ASSIGNMENT: Copy out the entire listing word for word.

--- INFORMATION ---

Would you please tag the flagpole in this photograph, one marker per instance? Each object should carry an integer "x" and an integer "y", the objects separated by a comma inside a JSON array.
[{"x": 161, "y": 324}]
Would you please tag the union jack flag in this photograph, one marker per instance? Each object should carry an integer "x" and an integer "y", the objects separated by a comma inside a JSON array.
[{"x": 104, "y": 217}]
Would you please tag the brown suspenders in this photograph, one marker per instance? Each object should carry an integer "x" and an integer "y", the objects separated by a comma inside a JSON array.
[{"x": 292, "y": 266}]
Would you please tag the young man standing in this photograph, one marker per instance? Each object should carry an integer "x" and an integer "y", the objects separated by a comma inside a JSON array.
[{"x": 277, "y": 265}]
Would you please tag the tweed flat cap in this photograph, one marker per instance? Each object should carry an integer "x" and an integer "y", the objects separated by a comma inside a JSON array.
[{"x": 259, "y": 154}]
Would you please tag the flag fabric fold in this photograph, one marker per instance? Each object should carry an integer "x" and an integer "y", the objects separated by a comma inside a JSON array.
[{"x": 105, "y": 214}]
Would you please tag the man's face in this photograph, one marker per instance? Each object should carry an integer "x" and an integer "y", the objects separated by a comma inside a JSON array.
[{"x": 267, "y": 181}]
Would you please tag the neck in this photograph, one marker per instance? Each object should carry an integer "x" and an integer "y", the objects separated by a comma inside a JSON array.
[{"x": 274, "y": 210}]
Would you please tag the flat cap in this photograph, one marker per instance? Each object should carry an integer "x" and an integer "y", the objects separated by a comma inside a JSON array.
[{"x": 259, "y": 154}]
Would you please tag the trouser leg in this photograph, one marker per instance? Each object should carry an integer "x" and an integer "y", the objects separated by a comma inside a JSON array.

---

SOLUTION TO THIS TASK:
Would you please tag the flagpole in this photograph, one marker per instance? Each object should carry an integer "x" and an integer "y", the objects separated by a comma inside a JSON array.
[{"x": 161, "y": 324}]
Would you please tag the union jack flag in this photograph, one marker per instance? Each object should carry an integer "x" and an integer "y", the objects separated by a comma inside a JSON array.
[{"x": 104, "y": 217}]
Would you please tag the brown suspenders in this photograph, one marker per instance? Each object should carry an integer "x" and an integer "y", the objects separated by a comma inside a JSON array.
[{"x": 292, "y": 266}]
Would you please tag the young man standing in this photograph, one marker per instance? Each object should carry an integer "x" and an integer "y", the objects separated by a comma inside a JSON array.
[{"x": 277, "y": 265}]
Would you please tag the tweed flat cap in this photograph, one marker per instance? Each object should carry an integer "x" and an integer "y", the objects separated by a comma inside a JSON array.
[{"x": 259, "y": 154}]
Would you please tag the flag fabric fold in this photograph, one marker per instance? Each object should carry an integer "x" and an integer "y", the objects separated by a comma inside a JSON array.
[{"x": 105, "y": 214}]
Would you please tag the man's face in this photograph, one marker per instance? Each object should carry an integer "x" and an integer "y", the objects separated by a comma inside a JSON array.
[{"x": 267, "y": 181}]
Would you please tag the neck in this photograph, one marker per instance? Each object should carry an integer "x" and an integer "y", the objects separated by a comma inside a JSON array.
[{"x": 274, "y": 210}]
Would you please tag the flat cap in this photograph, one marker per instance? Each object should carry an integer "x" and an integer "y", the objects separated by a comma inside a JSON array.
[{"x": 259, "y": 154}]
Would you please tag the trouser leg in this photograph, one marker per instance? Each object should carry an integer "x" and an integer "y", the objects separated by a comma inside a JSON array.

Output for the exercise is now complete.